**Requirements**
Reproduce the data below line for line without changes, omitting the pictures.

--- START Provided records ---

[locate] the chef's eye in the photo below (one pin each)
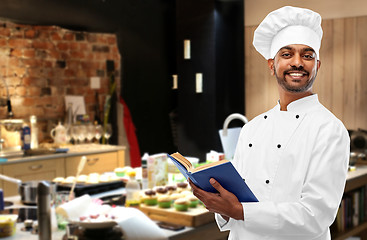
(286, 55)
(309, 56)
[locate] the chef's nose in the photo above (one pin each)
(297, 61)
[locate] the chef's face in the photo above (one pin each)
(295, 68)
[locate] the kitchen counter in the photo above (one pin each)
(207, 231)
(74, 150)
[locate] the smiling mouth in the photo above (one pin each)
(296, 74)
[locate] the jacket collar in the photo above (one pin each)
(302, 104)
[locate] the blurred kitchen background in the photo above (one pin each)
(52, 49)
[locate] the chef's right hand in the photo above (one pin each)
(224, 202)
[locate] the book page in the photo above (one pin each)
(209, 165)
(186, 163)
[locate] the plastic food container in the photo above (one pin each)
(7, 225)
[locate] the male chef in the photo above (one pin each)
(295, 156)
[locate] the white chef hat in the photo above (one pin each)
(285, 26)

--- END Provided records ---

**Solution to the problem**
[locate] the chef's eye in the photo below (one pin each)
(286, 55)
(309, 56)
[locate] the chef's nose in the photo above (one pin each)
(297, 61)
[locate] the chef's face in the photo above (one pin each)
(295, 68)
[locate] the kitchen counter in the photo above (one pin each)
(207, 231)
(74, 150)
[locate] the smiling mouth in the photo above (one pin each)
(296, 74)
[locate] the jacket collar in the photo above (one pin each)
(302, 104)
[locate] the blurred kitchen background in the photo above (one pin each)
(52, 49)
[locate] the chef's right hand in the photo above (one pin each)
(224, 202)
[locate] the book page in the photo above (one pin each)
(209, 165)
(186, 163)
[locate] the plastic food container in the photo above (one pin each)
(7, 225)
[locate] the male chef in the photo above (one pin each)
(295, 156)
[locate] the white chef hat in the photo above (one pin each)
(285, 26)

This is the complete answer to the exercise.